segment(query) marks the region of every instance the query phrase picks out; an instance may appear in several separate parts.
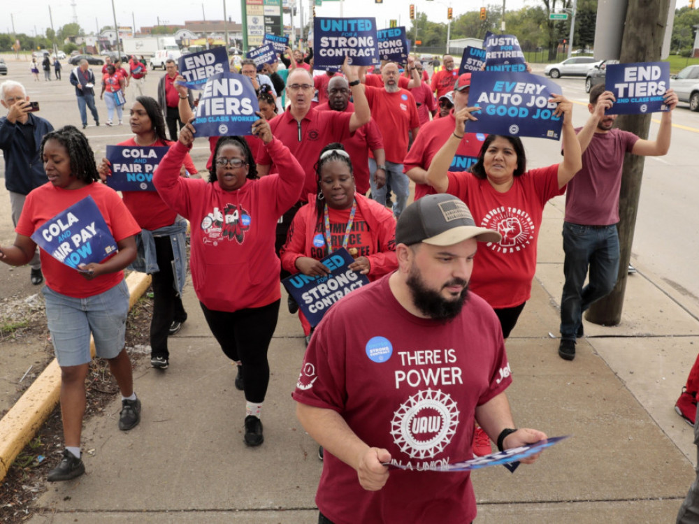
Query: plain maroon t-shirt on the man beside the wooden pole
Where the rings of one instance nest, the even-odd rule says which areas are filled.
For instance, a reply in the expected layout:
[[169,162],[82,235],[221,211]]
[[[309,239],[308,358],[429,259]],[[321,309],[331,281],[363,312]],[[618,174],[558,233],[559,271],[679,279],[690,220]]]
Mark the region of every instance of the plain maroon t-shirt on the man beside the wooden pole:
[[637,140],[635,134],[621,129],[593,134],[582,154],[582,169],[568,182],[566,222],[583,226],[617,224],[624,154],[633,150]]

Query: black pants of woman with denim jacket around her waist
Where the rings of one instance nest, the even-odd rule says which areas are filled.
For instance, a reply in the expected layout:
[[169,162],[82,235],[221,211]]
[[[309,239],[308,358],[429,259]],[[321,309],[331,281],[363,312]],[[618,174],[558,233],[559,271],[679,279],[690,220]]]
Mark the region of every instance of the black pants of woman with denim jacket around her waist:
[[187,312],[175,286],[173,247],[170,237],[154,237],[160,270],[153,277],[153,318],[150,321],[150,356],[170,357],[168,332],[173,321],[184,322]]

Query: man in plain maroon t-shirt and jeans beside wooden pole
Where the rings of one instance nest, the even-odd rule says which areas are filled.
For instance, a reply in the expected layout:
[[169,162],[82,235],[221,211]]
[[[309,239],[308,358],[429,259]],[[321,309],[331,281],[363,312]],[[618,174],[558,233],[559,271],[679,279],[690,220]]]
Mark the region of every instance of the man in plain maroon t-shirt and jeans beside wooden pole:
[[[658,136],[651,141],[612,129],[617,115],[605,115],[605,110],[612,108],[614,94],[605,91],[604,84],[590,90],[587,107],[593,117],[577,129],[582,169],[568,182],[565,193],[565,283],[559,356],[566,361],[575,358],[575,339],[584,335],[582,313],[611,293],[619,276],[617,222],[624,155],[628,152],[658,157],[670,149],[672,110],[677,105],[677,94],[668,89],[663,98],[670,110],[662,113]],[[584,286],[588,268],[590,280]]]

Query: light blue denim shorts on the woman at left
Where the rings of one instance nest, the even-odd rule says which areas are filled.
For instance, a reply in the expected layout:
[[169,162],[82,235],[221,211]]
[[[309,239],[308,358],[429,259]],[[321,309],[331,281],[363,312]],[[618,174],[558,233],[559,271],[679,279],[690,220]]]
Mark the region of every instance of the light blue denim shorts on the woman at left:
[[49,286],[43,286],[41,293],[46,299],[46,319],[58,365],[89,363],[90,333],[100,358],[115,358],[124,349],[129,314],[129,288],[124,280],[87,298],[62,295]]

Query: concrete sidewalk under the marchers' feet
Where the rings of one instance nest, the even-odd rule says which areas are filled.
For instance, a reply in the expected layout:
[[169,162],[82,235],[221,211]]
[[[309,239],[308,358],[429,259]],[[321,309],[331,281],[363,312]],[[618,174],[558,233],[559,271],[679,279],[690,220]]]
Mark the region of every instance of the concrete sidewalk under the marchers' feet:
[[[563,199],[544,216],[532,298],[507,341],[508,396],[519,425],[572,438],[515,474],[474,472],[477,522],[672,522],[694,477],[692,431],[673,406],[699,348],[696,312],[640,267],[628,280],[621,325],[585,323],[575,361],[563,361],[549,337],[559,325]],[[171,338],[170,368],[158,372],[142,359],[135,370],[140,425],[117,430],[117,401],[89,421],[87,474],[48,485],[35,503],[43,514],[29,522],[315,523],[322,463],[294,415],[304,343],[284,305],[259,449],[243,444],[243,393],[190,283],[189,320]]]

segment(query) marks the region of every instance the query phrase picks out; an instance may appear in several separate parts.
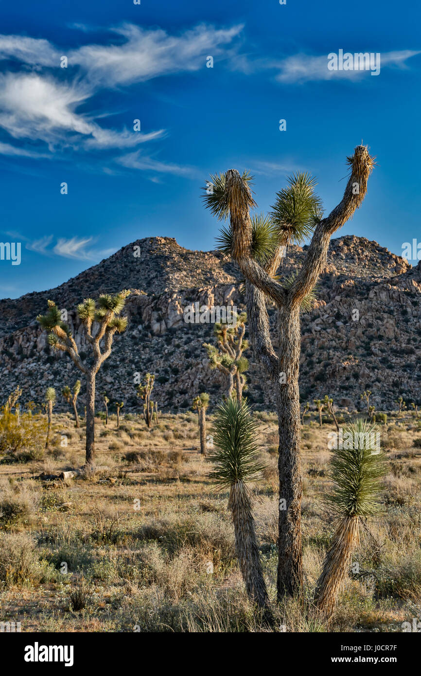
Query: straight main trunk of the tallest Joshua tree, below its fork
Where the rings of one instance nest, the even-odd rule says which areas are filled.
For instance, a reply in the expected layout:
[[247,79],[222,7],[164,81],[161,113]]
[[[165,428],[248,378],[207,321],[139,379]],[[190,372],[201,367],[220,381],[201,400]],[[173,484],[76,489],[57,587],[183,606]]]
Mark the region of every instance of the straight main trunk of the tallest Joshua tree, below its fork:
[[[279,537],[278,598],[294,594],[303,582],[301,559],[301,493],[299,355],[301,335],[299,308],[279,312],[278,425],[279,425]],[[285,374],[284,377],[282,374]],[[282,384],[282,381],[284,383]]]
...
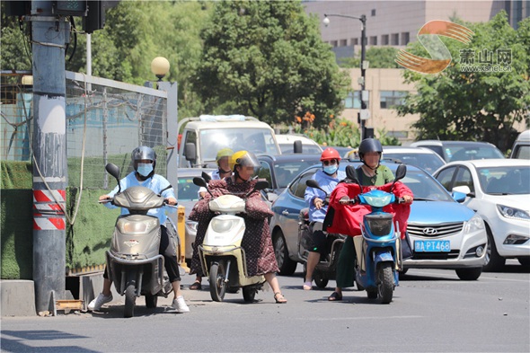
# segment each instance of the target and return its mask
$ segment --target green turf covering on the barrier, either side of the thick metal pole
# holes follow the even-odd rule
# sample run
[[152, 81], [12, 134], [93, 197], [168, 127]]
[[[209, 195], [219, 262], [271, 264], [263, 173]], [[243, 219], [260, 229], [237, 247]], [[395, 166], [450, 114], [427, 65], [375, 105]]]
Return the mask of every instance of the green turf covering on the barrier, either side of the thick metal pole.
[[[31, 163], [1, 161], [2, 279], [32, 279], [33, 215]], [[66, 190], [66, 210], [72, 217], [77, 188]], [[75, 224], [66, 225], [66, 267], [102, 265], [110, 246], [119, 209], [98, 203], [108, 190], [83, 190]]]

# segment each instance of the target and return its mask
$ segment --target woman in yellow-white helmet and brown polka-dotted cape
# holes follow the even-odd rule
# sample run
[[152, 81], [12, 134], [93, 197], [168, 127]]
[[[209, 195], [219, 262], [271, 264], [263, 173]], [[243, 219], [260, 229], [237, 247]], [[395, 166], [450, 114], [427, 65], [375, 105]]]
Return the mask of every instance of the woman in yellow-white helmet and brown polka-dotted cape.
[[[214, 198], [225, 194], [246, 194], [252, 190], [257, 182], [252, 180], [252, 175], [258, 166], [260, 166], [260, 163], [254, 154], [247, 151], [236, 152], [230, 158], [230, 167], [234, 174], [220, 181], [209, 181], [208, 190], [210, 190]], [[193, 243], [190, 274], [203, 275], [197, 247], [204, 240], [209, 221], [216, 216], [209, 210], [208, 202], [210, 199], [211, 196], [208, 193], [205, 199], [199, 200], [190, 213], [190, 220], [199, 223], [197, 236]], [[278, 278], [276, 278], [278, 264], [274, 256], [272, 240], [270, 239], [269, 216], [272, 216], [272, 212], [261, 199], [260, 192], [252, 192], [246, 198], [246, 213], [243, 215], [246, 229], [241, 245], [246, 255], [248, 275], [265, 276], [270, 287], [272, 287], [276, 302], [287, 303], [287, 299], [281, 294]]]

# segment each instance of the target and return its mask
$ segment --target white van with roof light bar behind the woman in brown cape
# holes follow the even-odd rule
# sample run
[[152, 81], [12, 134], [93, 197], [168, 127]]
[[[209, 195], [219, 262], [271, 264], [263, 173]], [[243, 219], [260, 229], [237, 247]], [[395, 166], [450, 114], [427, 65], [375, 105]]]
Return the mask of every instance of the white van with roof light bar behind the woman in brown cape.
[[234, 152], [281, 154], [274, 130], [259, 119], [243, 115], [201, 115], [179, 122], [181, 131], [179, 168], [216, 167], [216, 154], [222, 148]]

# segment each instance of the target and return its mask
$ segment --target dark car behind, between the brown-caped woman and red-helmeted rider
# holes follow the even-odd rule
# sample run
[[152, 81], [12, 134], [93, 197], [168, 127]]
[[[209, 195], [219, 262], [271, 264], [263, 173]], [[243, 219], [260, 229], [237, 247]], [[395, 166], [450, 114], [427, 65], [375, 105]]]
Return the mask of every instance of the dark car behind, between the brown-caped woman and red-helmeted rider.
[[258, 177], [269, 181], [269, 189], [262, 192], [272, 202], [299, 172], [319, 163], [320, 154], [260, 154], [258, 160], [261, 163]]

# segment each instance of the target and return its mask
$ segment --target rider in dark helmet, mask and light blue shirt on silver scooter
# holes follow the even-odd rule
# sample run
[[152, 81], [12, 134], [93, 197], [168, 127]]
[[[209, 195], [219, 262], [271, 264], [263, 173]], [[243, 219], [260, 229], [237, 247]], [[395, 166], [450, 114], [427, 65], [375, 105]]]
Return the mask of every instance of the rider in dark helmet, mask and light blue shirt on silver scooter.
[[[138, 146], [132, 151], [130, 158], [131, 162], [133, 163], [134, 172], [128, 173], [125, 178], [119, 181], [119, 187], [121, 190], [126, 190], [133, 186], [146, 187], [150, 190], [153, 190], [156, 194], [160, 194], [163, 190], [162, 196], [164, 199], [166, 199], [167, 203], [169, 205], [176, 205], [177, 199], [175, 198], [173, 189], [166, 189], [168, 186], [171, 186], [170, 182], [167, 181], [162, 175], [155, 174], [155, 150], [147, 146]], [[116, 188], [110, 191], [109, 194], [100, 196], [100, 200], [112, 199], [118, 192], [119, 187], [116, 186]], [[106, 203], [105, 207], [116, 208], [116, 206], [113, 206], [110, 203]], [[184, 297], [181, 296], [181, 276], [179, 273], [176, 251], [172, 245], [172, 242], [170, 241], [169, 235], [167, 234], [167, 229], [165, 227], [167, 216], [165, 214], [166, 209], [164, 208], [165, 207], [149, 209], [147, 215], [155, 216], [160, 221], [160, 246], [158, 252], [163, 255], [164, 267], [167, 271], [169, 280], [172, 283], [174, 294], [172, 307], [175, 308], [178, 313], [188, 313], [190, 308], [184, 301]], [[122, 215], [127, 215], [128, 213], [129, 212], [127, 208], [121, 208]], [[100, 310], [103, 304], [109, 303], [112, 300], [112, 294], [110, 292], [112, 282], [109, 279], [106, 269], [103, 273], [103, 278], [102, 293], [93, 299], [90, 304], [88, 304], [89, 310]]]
--
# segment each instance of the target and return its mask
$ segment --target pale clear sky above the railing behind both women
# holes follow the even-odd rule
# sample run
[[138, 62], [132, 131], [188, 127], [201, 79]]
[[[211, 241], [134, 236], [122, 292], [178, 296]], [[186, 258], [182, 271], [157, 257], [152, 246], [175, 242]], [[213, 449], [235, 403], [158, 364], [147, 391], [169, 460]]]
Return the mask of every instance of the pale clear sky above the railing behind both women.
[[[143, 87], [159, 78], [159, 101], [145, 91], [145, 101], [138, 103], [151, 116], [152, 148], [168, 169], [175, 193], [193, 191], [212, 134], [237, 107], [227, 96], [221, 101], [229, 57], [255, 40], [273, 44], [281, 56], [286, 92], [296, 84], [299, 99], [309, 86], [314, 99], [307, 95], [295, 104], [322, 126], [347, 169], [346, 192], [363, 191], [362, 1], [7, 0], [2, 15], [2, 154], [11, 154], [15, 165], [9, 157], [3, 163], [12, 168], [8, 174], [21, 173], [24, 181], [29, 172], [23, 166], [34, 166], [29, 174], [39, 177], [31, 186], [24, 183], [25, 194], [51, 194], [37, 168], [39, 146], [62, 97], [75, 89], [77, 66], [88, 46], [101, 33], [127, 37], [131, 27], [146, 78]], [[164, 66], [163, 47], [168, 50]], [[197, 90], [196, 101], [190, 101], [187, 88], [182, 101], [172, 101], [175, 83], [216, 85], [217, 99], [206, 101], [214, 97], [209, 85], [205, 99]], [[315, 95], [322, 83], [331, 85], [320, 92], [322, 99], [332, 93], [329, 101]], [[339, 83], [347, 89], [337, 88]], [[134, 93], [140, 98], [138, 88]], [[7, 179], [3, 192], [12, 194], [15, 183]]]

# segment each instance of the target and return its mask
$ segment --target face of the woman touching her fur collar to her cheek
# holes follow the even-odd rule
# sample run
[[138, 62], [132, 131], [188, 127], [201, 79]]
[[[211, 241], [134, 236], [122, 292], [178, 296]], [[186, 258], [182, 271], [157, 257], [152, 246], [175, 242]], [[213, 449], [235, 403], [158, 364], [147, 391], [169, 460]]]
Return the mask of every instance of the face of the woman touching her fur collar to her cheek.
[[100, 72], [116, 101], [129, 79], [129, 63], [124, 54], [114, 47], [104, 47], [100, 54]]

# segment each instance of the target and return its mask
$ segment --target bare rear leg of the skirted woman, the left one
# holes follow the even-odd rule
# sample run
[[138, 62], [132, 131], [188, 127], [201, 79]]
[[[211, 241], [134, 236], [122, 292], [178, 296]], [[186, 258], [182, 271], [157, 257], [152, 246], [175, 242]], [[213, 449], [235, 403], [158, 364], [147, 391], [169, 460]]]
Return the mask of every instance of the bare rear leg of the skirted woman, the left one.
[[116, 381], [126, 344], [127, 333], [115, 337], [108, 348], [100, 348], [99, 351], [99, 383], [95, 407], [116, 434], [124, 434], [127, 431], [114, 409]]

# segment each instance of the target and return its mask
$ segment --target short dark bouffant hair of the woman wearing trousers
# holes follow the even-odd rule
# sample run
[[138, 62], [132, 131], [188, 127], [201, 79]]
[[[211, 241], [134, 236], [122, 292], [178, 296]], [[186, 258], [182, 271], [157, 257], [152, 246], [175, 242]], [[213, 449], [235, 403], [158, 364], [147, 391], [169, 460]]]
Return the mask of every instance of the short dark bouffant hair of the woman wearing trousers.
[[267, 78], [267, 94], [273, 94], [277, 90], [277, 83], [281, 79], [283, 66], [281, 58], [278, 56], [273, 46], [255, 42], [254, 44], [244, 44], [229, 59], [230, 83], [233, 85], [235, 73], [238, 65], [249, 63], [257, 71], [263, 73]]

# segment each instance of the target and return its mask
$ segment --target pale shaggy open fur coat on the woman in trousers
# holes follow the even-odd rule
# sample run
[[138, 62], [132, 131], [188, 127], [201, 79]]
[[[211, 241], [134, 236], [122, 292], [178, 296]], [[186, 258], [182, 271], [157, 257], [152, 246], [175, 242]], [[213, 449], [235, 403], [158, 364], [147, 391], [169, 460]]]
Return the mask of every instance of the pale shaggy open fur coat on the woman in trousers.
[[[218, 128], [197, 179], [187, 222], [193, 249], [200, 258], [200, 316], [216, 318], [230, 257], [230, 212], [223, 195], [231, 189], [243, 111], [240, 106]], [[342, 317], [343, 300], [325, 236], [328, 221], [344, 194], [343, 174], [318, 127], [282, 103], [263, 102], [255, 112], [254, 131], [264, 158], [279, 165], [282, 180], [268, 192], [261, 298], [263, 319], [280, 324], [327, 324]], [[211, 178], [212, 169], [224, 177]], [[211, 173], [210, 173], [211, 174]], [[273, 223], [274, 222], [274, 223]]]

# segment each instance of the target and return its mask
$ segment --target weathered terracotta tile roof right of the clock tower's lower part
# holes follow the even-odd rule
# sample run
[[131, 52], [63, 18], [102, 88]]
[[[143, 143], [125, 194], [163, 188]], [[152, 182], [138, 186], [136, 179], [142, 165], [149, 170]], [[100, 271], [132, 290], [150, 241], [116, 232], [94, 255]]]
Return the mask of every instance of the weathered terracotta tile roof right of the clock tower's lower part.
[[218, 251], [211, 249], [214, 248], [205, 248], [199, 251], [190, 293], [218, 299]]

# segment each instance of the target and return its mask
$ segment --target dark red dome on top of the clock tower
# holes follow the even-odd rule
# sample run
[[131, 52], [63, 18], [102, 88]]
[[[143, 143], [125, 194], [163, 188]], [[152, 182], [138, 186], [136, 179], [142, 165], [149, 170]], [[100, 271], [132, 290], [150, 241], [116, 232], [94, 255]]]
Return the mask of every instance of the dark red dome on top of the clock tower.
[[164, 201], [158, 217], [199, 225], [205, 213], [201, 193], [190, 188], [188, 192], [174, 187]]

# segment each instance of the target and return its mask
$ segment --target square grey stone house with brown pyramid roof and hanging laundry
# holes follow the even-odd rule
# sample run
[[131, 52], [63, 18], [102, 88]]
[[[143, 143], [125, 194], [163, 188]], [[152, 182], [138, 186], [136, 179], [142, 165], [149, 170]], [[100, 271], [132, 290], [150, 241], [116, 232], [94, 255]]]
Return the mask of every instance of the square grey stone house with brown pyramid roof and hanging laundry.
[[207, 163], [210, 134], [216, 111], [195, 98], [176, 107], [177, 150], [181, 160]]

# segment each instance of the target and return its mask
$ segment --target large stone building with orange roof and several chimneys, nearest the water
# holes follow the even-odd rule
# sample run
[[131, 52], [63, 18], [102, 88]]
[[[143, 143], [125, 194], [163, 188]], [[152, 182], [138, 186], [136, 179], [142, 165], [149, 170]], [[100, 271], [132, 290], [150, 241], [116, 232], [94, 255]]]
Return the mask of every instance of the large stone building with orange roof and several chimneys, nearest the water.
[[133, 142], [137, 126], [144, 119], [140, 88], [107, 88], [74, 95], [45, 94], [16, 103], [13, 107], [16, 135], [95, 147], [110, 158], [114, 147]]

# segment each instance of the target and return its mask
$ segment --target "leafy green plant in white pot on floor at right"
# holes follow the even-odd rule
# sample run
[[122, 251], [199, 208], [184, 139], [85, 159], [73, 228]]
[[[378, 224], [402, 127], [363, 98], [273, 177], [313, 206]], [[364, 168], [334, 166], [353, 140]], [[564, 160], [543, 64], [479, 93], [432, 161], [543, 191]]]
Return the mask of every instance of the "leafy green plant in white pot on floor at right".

TASK DETAILS: Report, with a number and no other words, how many lines of the listing contain "floor".

RESPONSE TO THIS EXERCISE: 2